Start of Supplied material

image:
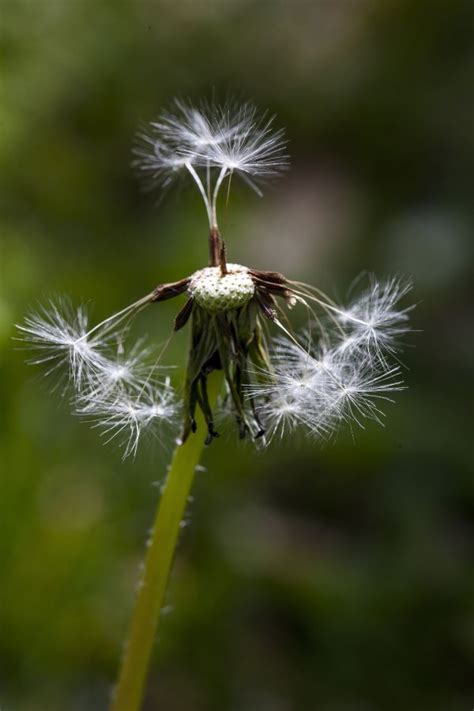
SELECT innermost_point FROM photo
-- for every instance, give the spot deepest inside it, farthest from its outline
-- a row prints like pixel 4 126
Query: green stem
pixel 129 691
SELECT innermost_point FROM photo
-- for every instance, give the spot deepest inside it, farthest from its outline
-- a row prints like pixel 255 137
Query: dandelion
pixel 340 370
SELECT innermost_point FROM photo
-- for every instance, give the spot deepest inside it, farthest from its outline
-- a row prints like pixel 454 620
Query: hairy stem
pixel 142 632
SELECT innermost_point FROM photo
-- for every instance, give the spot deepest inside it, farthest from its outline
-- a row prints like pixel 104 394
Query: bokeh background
pixel 336 577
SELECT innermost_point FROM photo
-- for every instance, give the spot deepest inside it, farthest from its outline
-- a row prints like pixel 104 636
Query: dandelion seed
pixel 337 371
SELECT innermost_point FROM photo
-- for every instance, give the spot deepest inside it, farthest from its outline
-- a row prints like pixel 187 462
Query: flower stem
pixel 142 632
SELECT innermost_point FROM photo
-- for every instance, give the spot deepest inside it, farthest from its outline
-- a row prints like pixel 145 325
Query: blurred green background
pixel 335 577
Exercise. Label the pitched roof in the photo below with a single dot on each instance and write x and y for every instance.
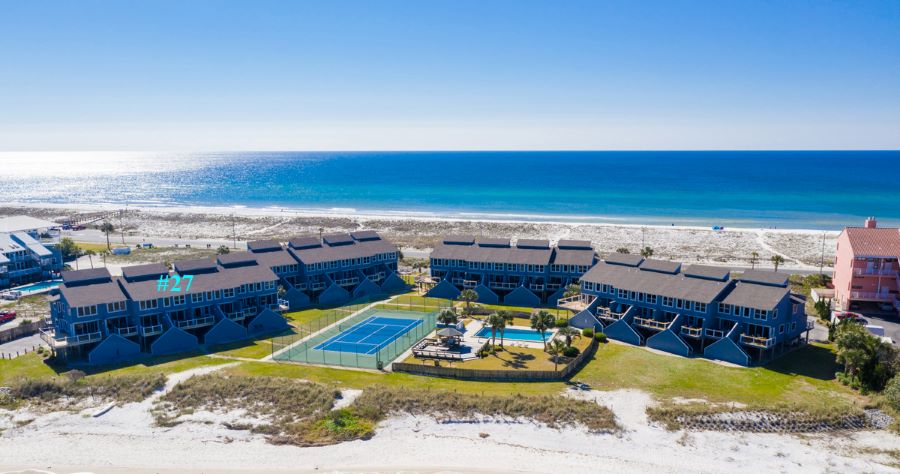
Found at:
(877, 242)
(262, 245)
(220, 279)
(662, 284)
(93, 294)
(574, 244)
(627, 259)
(707, 271)
(751, 295)
(86, 275)
(764, 277)
(136, 272)
(662, 266)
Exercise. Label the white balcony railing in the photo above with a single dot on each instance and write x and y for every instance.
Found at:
(195, 322)
(756, 341)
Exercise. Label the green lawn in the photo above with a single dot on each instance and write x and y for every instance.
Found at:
(805, 376)
(29, 366)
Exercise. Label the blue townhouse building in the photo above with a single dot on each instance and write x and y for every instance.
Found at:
(24, 259)
(696, 310)
(106, 319)
(529, 273)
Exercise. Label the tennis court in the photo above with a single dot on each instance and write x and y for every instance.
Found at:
(369, 336)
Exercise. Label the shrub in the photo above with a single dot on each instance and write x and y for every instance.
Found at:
(892, 393)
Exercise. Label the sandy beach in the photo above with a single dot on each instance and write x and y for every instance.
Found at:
(125, 440)
(802, 249)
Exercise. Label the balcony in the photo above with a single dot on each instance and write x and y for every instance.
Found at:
(126, 331)
(57, 341)
(147, 331)
(195, 322)
(576, 303)
(872, 296)
(757, 341)
(651, 324)
(606, 313)
(875, 272)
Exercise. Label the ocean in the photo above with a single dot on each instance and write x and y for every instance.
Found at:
(796, 189)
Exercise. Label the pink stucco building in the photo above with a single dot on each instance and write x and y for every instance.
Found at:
(866, 267)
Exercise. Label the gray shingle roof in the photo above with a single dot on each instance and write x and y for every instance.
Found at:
(195, 265)
(662, 266)
(305, 242)
(574, 244)
(707, 271)
(750, 295)
(86, 275)
(236, 258)
(573, 257)
(337, 239)
(628, 259)
(149, 270)
(262, 245)
(219, 279)
(764, 277)
(673, 286)
(92, 294)
(533, 244)
(365, 235)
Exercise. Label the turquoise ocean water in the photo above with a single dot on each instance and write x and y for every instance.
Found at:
(808, 189)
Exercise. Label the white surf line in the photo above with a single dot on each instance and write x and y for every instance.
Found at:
(280, 351)
(760, 239)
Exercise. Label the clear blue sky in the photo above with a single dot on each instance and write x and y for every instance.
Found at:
(458, 74)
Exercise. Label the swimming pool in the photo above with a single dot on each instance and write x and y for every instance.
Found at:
(515, 334)
(44, 285)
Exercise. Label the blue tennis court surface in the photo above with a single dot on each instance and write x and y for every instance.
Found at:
(369, 336)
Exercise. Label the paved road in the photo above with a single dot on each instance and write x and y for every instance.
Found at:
(21, 345)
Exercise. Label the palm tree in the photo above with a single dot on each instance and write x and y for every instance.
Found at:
(569, 333)
(106, 228)
(448, 316)
(497, 323)
(468, 296)
(777, 260)
(508, 319)
(556, 349)
(541, 322)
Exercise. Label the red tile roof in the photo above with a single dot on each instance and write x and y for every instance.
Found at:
(883, 242)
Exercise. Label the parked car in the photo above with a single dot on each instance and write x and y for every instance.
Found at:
(7, 315)
(839, 316)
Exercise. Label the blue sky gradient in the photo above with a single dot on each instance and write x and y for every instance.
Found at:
(345, 75)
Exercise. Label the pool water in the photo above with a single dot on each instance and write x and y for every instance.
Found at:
(515, 334)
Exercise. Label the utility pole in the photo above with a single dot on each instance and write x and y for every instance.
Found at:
(233, 233)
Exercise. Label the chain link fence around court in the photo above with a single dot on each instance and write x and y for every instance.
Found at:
(301, 347)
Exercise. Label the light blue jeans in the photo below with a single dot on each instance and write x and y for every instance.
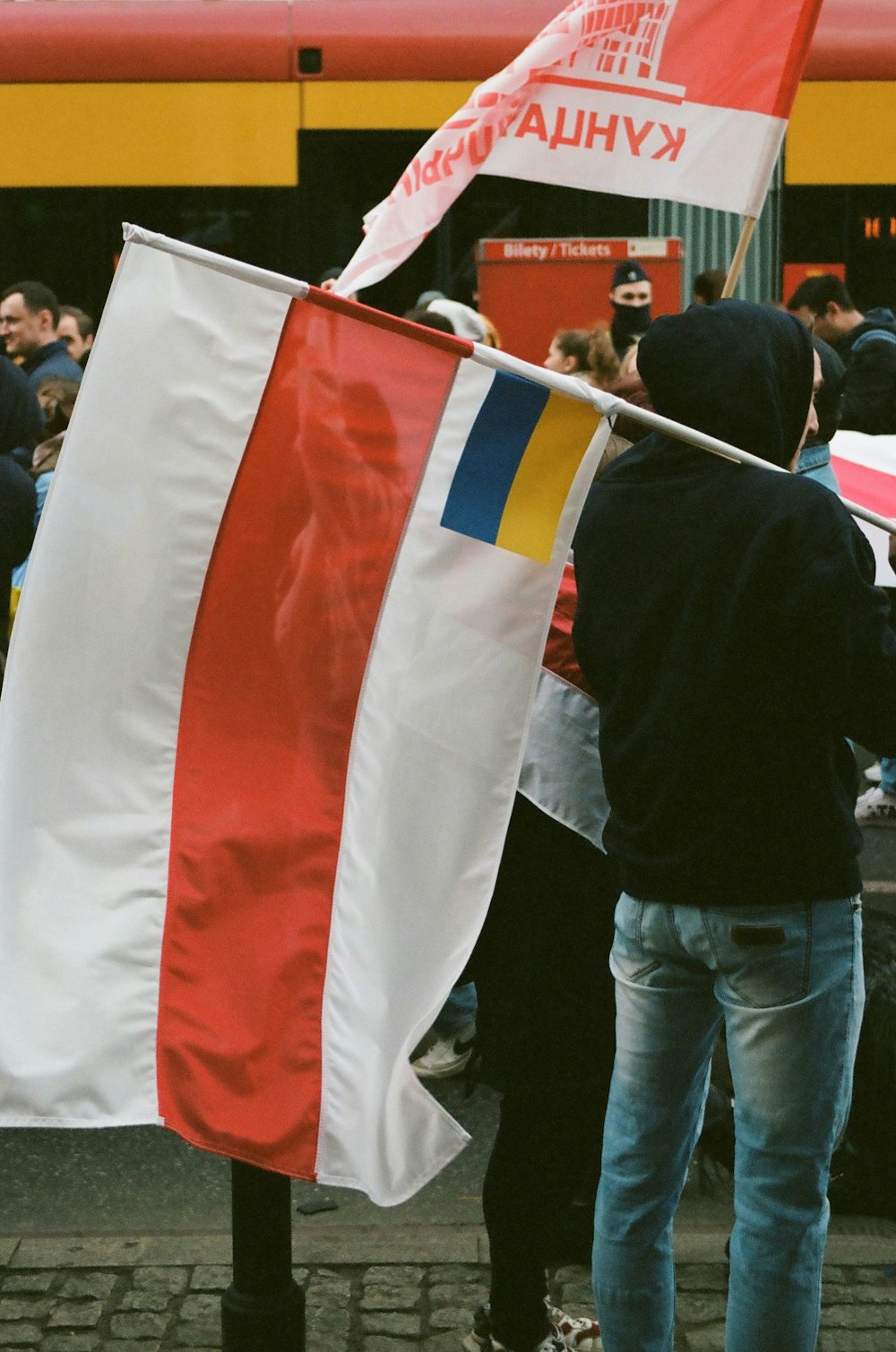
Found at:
(788, 986)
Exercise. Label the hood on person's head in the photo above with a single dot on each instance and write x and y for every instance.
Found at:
(736, 371)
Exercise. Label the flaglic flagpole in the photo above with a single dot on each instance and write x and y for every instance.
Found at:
(263, 1309)
(609, 406)
(739, 254)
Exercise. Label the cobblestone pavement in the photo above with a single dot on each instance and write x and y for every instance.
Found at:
(153, 1296)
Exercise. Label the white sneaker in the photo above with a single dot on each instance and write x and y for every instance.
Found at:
(568, 1332)
(579, 1335)
(874, 807)
(448, 1055)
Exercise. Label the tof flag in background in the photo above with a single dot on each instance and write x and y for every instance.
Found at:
(866, 469)
(263, 714)
(677, 99)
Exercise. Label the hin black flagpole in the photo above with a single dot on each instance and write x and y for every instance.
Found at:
(263, 1309)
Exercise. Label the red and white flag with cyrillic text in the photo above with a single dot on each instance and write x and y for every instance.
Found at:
(678, 99)
(263, 716)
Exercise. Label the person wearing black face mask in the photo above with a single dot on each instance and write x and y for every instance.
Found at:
(630, 295)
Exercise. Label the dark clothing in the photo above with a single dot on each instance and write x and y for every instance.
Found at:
(553, 905)
(536, 1167)
(52, 360)
(545, 1019)
(869, 393)
(18, 502)
(728, 624)
(21, 417)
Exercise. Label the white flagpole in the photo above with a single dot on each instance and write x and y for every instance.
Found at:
(609, 406)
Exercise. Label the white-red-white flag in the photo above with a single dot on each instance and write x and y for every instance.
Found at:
(263, 716)
(677, 99)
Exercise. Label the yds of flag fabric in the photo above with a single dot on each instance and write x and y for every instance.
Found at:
(677, 99)
(261, 727)
(866, 469)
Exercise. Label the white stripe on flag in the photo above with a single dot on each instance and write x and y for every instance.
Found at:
(561, 767)
(454, 660)
(95, 676)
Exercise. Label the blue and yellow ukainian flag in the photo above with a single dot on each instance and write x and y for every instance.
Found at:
(518, 464)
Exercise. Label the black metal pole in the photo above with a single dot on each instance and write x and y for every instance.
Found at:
(263, 1310)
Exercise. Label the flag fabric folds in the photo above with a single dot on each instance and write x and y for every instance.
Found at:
(263, 719)
(678, 99)
(866, 469)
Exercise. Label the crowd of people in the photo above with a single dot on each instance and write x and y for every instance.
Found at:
(728, 626)
(44, 350)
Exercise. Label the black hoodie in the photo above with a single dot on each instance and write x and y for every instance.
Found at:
(730, 626)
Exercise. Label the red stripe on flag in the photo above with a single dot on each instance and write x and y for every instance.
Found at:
(872, 488)
(271, 685)
(560, 655)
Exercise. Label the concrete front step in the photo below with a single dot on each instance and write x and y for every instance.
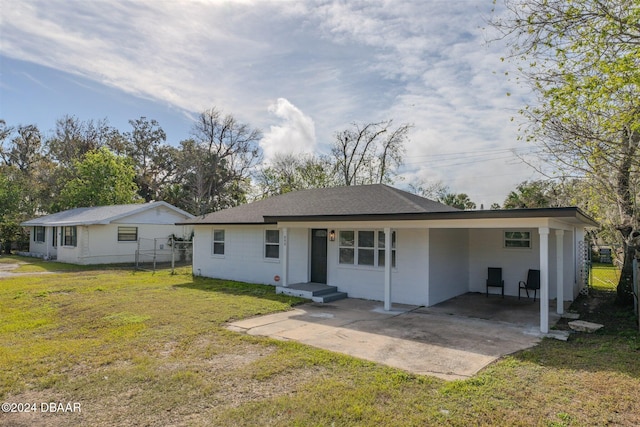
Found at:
(317, 292)
(333, 296)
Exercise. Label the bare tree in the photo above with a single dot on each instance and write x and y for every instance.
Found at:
(218, 161)
(369, 153)
(582, 60)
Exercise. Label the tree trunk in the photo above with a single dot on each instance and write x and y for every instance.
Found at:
(625, 284)
(629, 145)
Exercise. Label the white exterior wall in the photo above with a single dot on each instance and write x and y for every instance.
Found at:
(409, 278)
(243, 258)
(448, 264)
(299, 255)
(43, 249)
(98, 243)
(487, 247)
(433, 265)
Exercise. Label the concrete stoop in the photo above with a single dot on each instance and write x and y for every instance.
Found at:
(583, 326)
(316, 292)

End of Supplied material

Report every line of the records that contains the word "white".

Your solution —
Exercise. Label the white balcony railing in the photo above with a single dot on each instance and write x and y for every instance.
Exercise. Label the white surf line in the photo above with a single dot on each instance and write x and y for every instance.
Exercise. Label the white sneaker in the photo above with a single dot on each instance and write x and y for every instance.
Exercise. Label the red and white flag with cyrillic text in the photo above with a single dot on each instance and write x and y for every instance.
Exercise. Label the white flagpole in the photo above with a single dot on each instance and write x and y for every instance.
Exercise. Label the white-red-white flag in the photo above with a single dot on each instance and write x and y for every instance.
Exercise. Label the white stripe on flag in the photo above with a single dot on each instance and write x and y for every instance.
Exercise. Label the white exterior wall in the photo above with a single dot on each instance and write x and y for every instance.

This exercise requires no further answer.